• Input for this task:
════════

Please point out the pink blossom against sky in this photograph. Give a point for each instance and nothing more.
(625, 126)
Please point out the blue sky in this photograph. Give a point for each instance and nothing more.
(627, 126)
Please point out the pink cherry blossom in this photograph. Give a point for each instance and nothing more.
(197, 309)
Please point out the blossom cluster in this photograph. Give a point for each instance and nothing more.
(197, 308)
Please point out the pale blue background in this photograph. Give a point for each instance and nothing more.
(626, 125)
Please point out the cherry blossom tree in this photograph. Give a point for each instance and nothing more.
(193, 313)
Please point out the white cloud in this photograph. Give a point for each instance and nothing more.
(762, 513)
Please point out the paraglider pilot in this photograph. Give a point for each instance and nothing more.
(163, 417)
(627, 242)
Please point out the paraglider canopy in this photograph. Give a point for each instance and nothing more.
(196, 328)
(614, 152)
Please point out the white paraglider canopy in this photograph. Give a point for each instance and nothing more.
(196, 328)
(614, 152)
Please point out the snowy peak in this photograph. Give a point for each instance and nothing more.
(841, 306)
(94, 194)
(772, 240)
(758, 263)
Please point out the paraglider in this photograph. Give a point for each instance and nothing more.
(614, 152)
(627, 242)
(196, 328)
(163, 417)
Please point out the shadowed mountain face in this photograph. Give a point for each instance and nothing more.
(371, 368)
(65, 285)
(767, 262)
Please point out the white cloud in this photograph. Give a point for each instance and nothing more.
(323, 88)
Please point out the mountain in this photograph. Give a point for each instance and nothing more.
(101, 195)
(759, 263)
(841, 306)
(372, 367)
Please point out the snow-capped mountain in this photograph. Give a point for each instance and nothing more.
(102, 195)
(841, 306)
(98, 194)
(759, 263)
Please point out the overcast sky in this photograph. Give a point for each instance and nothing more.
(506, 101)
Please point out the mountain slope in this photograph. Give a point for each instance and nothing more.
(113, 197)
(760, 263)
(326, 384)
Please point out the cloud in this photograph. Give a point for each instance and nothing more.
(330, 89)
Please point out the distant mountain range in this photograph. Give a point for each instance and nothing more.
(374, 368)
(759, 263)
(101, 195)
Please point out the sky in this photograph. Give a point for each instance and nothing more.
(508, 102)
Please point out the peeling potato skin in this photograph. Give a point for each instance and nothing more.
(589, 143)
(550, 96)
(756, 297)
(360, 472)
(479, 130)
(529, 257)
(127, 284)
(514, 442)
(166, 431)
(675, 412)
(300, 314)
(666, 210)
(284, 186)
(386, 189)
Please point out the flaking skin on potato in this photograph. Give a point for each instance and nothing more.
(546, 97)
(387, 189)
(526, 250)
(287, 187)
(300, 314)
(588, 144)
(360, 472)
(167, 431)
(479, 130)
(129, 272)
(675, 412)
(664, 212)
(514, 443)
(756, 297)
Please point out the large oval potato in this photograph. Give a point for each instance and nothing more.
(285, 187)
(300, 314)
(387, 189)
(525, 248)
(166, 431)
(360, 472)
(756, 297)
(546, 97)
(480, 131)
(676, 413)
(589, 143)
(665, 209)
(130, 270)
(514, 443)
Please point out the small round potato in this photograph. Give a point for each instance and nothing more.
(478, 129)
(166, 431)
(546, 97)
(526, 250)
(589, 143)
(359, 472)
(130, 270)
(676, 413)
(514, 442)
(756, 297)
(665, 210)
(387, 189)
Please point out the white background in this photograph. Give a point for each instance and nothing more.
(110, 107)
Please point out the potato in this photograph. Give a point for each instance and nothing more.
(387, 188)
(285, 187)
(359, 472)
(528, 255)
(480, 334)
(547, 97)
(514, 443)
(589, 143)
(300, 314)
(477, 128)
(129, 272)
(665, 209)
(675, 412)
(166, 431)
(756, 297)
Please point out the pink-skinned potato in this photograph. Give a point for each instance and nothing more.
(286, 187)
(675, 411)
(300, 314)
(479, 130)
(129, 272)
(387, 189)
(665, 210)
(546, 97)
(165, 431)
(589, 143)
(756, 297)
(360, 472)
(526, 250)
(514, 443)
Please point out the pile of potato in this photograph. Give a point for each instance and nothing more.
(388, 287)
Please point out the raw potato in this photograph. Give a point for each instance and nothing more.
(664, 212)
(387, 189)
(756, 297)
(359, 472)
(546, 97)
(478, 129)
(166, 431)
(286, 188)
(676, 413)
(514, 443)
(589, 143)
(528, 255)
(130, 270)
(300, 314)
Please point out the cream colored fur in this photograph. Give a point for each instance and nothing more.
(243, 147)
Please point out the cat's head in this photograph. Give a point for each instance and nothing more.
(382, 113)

════════

• Required task: Can you rewrite the items from the line with "Please point out the cat's" through the end of the items, putting "cat's ear" in place of "cat's head" and leaving everything else as is?

• Final answer:
Please point out the cat's ear in this photograph. Give a point for each instance and nothing more.
(382, 113)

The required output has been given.